## TEXT PASSAGE

━━━━

Starting point is 00:13:09 Things like that are like, oh, we can just connect with these guys. So I talked to one of them and the conversation changed my life. I was telling about the dreams I wanted to do and all the stuff, et cetera. And he was a mercenary CEO. So he was a third time CEO that private equity buy a company, place him in, he'd grow it, and then they'd sell it. And he had done that three times already. He's a super seasoned guy.
Starting point is 00:13:27 He was a long island guy, really thick accent. And he's like, you know, backyard football? I was like, yeah. It's like, everybody wants the super fancy trick plays. It's like, okay, hike, and then I, you know, fake to the left, and then we go right, and then it's actually going to be a reverse, you know, whatever. And then we toss it, and then what do you know what happens? He catches it and then fumbles it, and the other team takes it down for a touchdown. He's like, no, we're doing simple backyard football.

━━━━

## DATASET
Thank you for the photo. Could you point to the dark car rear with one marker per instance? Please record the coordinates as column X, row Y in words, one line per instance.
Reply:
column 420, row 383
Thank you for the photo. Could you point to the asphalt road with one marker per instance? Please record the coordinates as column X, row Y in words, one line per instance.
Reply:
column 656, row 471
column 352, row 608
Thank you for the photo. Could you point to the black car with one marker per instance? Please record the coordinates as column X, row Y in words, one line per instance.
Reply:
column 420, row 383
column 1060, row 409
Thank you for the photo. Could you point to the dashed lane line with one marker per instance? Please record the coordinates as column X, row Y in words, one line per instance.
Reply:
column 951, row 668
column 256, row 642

━━━━

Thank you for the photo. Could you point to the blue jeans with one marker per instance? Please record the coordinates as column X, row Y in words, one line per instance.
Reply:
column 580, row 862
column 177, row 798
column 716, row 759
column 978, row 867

━━━━

## TASK LIST
1 - In the transcript, how many times had the CEO already been placed into a company, grown it, and seen it sold?
2 - Reproduce the entries word for word, starting with the line containing "Thank you for the photo. Could you point to the black" and going on through the line containing "column 256, row 642", with both of those lines included.

## RESULTS OF THE TASKS
1 - Three times.

2 -
Thank you for the photo. Could you point to the black car with one marker per instance? Please record the coordinates as column X, row Y in words, one line per instance.
Reply:
column 420, row 383
column 1060, row 409
Thank you for the photo. Could you point to the dashed lane line with one marker per instance? Please record the coordinates as column X, row Y in words, one line per instance.
Reply:
column 951, row 668
column 256, row 642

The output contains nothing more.